What are the most effective ways to secure earned media?

Author: Charlie Pearson, CEO, The Lifestyle Agency

Key Takeaways

  • Earned media starts with a newsworthy, timely hook and third-party-verifiable proof.
  • Package pitches like a newsroom: concise email, quotable stats, two strong quotes, clean assets.
  • Build relationships before you need them; be a reliable, fast source with clear availability.
  • Amplify coverage lightly but strategically to extend half-life and compound ROI.

Introduction: Earned media is credibility you can’t buy


In an era of look-alike ads and automated content, earned media remains the most persuasive public signal of trust. It is not luck; it’s a process: create something that matters now, prove it with evidence, package it for a specific editor, and follow up like a professional. Do this consistently and you’ll increase brand search, high-quality links, and the likelihood that answer engines surface your work.

1) Start with a hook a journalist would run today

Write one sentence that answers why this matters this week for that outlet’s audience. Test it for timeliness, reader relevance, and proof. If it sounds promotional, it isn’t ready. Tie to calendars (policy releases, earnings cycles, seasons) and be explicit about impact.

2) Build “quotable proof”

Journalists reuse sharply written facts. Create or source: original data with transparent methods, credible third-party stats, an external expert quote, and a simple asset (image or short clip) that tells one insight. Treat each item as something that can be lifted verbatim.
^^^^^^^^^^^^^^^^
To-do list:
1. Copy the earned media article word for word, everything from "Author: Charlie Pearson, CEO, The" down to "surface your work.".
2. Carry on with the article about securing earned media, picking up after its last sentence.
^^^^^^^^^^^^^^^^
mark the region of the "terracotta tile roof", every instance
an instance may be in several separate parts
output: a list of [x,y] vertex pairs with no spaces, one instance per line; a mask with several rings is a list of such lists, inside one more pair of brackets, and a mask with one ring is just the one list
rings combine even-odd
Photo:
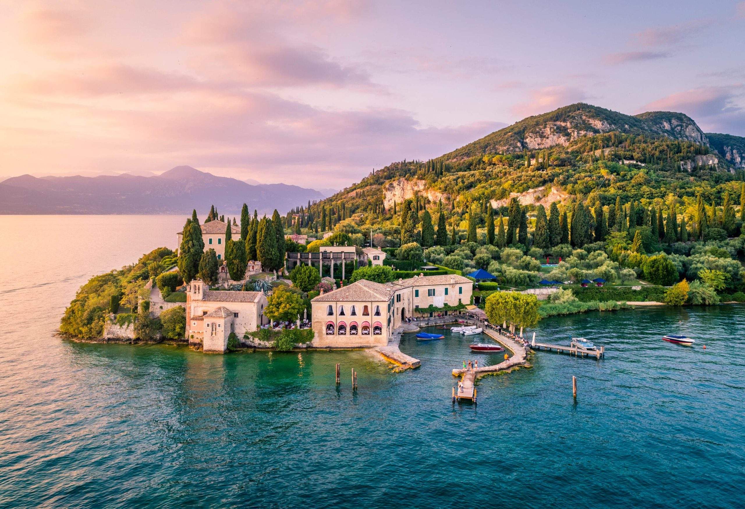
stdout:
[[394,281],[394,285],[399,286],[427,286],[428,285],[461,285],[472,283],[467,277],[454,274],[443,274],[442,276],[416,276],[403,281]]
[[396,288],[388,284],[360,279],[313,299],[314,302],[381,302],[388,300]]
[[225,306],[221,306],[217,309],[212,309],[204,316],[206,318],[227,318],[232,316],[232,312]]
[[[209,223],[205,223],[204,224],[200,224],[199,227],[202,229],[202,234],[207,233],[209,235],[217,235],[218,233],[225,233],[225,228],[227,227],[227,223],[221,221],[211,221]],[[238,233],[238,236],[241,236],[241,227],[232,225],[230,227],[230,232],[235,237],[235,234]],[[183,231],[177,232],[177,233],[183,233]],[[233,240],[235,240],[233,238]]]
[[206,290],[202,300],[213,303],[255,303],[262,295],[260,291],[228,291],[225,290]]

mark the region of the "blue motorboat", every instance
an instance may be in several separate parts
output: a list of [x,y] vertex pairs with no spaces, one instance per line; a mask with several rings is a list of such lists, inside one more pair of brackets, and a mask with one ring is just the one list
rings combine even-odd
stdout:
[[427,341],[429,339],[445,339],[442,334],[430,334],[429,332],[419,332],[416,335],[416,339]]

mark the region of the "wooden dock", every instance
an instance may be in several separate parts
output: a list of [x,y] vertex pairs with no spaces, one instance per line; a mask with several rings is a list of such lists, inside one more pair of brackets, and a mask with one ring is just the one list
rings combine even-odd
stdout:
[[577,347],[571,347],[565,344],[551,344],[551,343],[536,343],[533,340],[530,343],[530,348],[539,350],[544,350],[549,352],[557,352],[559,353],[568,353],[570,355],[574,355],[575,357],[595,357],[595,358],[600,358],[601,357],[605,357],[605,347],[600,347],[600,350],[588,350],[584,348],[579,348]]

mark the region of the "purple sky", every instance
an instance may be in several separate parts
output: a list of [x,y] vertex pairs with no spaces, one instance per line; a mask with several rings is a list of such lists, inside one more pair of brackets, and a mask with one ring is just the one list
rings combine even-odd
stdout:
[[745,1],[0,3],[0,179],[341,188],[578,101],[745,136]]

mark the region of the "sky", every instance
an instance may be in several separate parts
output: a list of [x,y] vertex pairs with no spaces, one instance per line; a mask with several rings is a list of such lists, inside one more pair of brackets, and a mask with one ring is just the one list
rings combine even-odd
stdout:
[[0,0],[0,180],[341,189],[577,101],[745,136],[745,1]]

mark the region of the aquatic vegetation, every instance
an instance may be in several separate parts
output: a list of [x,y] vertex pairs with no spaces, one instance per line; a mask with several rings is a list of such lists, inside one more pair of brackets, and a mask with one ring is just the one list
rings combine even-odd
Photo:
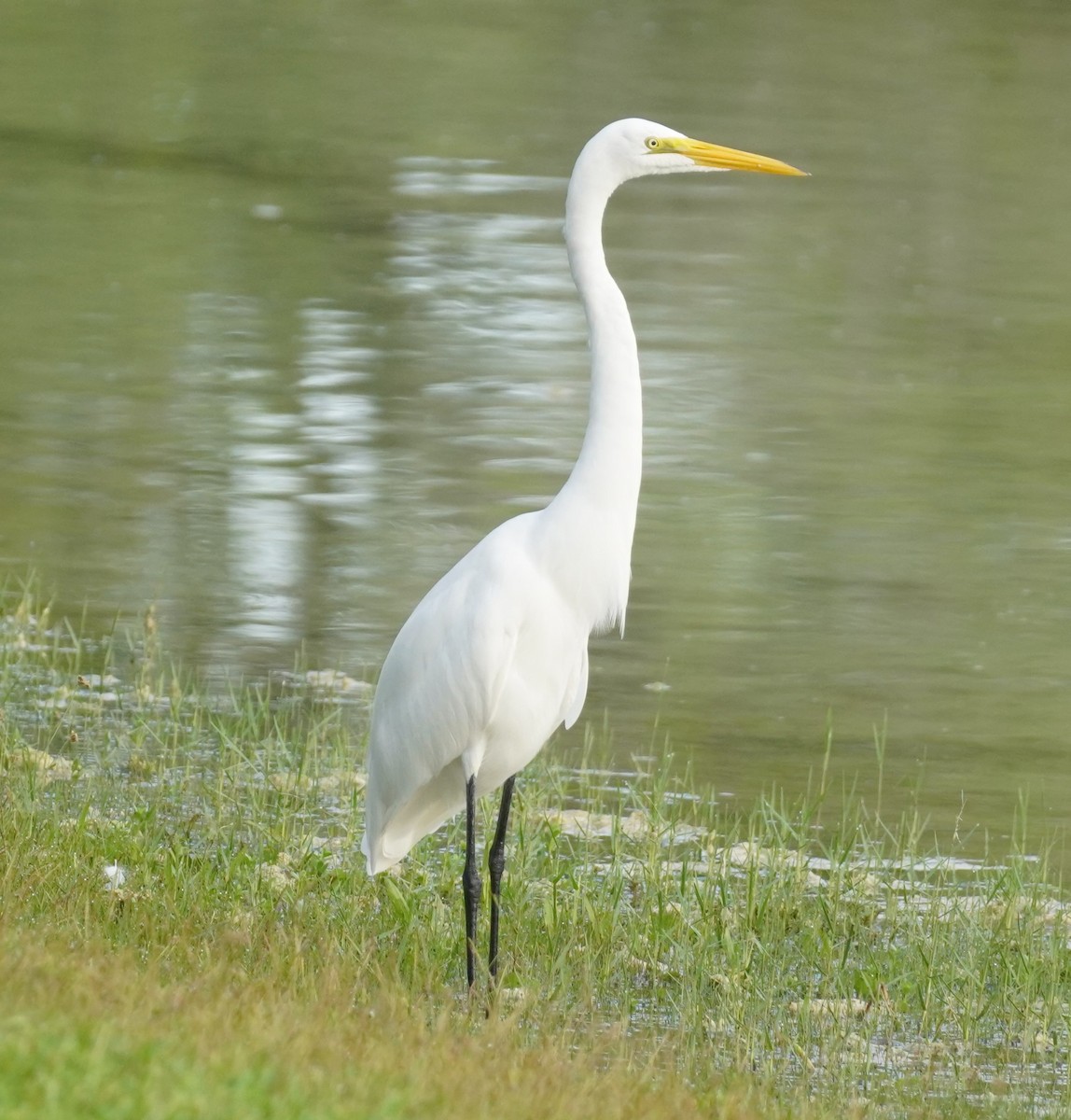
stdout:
^^^^^^^^^^^^^^^^
Per-task outputs:
1.
Author: Charlie Pearson, CEO, The Lifestyle Agency

Key Takeaways

  • Earned media starts with a newsworthy, timely hook and third-party-verifiable proof.
  • Package pitches like a newsroom: concise email, quotable stats, two strong quotes, clean assets.
  • Build relationships before you need them; be a reliable, fast source with clear availability.
  • Amplify coverage lightly but strategically to extend half-life and compound ROI.

Introduction: Earned media is credibility you can’t buy


In an era of look-alike ads and automated content, earned media remains the most persuasive public signal of trust. It is not luck; it’s a process: create something that matters now, prove it with evidence, package it for a specific editor, and follow up like a professional. Do this consistently and you’ll increase brand search, high-quality links, and the likelihood that answer engines surface your work.

2.
3) Package like a newsroom

Deliver a mini press kit: a clear headline and 30-word dek, a 250–500-word facts-first body, two quotes (internal/external), three bullet findings with numbers up front, and a link to a fast, public assets page (images, methodology, backgrounder). Respect brevity and substantiation—core UK newsroom norms.

4) Nail UK pitch craft (the 90-second rule)

Subject lines state the news; opening line lands the hook for that beat; body gives the fact, stat, quote offer, asset link, and timing; close with availability (e.g., “today 10:00–14:00 BST”), mobile, and permission to follow up. Personalise with relevance (reference a recent piece and how yours advances it). Never mass-blast.

5) Relationships that earn the read

Be the source editors want: respond quickly, meet deadlines, offer under-embargo context occasionally, and keep a living media map of beats and preferences. Social engagement should add value (clarify a stat, share a primary source), not sell.

6) Angle to audience truths

Ground pitches in what UK readers care about now—consumption habits, trust drivers, and preferred formats. Mirror those realities in your copy, proof, and assets. Show understanding of their world, not just your product.

7) Ethics and disclosure

Keep a clean line between editorial and advertising. Disclose creator or partner relationships and follow UK codes. Long-term access depends on trust.

8) Timing is strategy

Use embargoes with clear UTC/BST time. Have day-of quotes and assets ready. Prepare reactive notes for predictable events so you can reply in minutes.

9) Amplify without smothering

Share short native snippets on LinkedIn/X, add an “In the Press” excerpt with canonical links, use light paid social to hit strategic audiences, and arm sales with a one-page proof addendum. Amplification extends half-life and multiplies ROI.

10) Measure signals that matter

Track tiered coverage volume, share of voice, sentiment, average referring domain authority, referral traffic, brand-search lift, editorial reuse of your data, and time-to-publish. Review monthly, refine angles and assets, and retire what underperforms.

Common pitfalls

Announcements without reader relevance; big claims with no independent proof; attachments instead of links; spray-and-pray lists; confusing sponsored with editorial; missing disclosures.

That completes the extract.